## Extrait de page
« Nous nous sommes-là pour
accompagner les décisions prises par Monsieur ke gouverneur de la ville de
Kinshasa. C’est-à-dire, nous sommes-là pour appliquer le code de la route. Que
les chauffeurs mettent leurs ceintures de sécurité, que le véhicule soit en
bonne état… Nos agents ne rançonnent jamais. C’est du nouveau ce que vous venez
de me dire puisque nos agents ne rançonnent pas. Je pense qu’il y a d’autres
récalcitrants qui sont là. Mais je pense que ce sont des propriétaires des
véhicules qui doivent acheter les documents de bord. Avant que le véhicule ne
roule, il faut que le chauffeur aille dans les endroits appropriés pour le
contrôle technique, qu’il achète l’assurance. Il y a des conducteurs qui
roulent sans permis de conduire. Nos agents ne dérangent pas les conducteurs.
Ce sont des chauffeurs qui circulent sans documents de bord. Et on doit les
arrêter, nous ne pouvons pas les laisser comme ça. Là, on va frapper et nous
seront durs face à la loi ».
Ce
sont des propos tenus par le commissaire supérieur Paulin Banza de la Police de
circulation routière à la fin du mois de janvier sur la Rtg@ Fm. Avec de tels
propos dénués de toutes les réalités sur le terrain, la police ne pourrait
jamais traquer les éléments de la police de circulation routière qui se
méconduisent tous les jours sur nos routes. Entre les intentions manifestées
par la hiérarchie des autorités urbaines et de la police d’une part et de
l’autre, la volonté affichée d’en finir avec des diverses tracasseries dont les
conducteurs sont victimes sur les principales artères de la ville de Kinshasa,
le fossé est énorme.

## Consignes de travail
A: Dans l'extrait sur la police de circulation routière à Kinshasa, remplacez « fossé » par « écart » et recopiez le passage allant de « Ce sont des chauffeurs » jusqu'à « fossé est énorme. » inclus.
B: Reproduisez à l'identique, dans les enregistrements, les lignes allant de celle qui contient « the photo below. » jusqu'à celle qui contient « point(1152, 484) », incluse.

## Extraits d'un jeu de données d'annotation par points
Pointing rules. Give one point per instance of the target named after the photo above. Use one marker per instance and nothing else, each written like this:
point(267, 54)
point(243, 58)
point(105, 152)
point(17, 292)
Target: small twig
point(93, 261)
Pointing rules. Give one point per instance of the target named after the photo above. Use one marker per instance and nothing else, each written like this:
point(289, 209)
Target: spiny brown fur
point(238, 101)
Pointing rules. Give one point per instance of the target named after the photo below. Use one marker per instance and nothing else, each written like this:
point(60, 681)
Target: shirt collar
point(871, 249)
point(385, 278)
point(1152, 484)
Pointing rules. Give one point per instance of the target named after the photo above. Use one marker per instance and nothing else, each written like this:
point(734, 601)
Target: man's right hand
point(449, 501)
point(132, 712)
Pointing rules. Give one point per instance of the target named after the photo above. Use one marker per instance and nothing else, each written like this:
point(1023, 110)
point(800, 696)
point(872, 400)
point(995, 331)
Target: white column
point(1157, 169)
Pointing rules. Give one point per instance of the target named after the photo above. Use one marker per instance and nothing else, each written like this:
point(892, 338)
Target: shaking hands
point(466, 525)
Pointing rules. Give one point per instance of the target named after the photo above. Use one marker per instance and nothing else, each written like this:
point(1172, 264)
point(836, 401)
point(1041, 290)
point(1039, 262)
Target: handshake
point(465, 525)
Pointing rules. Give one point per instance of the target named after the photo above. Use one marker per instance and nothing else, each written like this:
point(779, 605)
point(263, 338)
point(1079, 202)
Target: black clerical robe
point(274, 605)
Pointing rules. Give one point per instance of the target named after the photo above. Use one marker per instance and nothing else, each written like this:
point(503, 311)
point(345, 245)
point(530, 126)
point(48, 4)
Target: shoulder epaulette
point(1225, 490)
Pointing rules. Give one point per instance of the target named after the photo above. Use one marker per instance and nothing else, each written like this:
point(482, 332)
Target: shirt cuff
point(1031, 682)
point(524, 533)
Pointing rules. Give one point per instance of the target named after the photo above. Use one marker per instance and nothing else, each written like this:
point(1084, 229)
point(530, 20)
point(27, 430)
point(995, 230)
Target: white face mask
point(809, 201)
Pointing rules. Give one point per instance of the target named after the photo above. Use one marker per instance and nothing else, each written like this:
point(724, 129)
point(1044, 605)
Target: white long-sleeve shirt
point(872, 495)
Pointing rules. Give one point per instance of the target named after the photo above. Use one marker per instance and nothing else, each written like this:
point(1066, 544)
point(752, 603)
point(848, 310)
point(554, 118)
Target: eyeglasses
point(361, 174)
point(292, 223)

## Réponses
A:
Ce sont des chauffeurs qui circulent sans documents de bord. Et on doit les
arrêter, nous ne pouvons pas les laisser comme ça. Là, on va frapper et nous
seront durs face à la loi ».
Ce
sont des propos tenus par le commissaire supérieur Paulin Banza de la Police de
circulation routière à la fin du mois de janvier sur la Rtg@ Fm. Avec de tels
propos dénués de toutes les réalités sur le terrain, la police ne pourrait
jamais traquer les éléments de la police de circulation routière qui se
méconduisent tous les jours sur nos routes. Entre les intentions manifestées
par la hiérarchie des autorités urbaines et de la police d’une part et de
l’autre, la volonté affichée d’en finir avec des diverses tracasseries dont les
conducteurs sont victimes sur les principales artères de la ville de Kinshasa,
le écart est énorme.

B:
Pointing rules. Give one point per instance of the target named after the photo below. Use one marker per instance and nothing else, each written like this:
point(60, 681)
Target: shirt collar
point(871, 249)
point(385, 278)
point(1152, 484)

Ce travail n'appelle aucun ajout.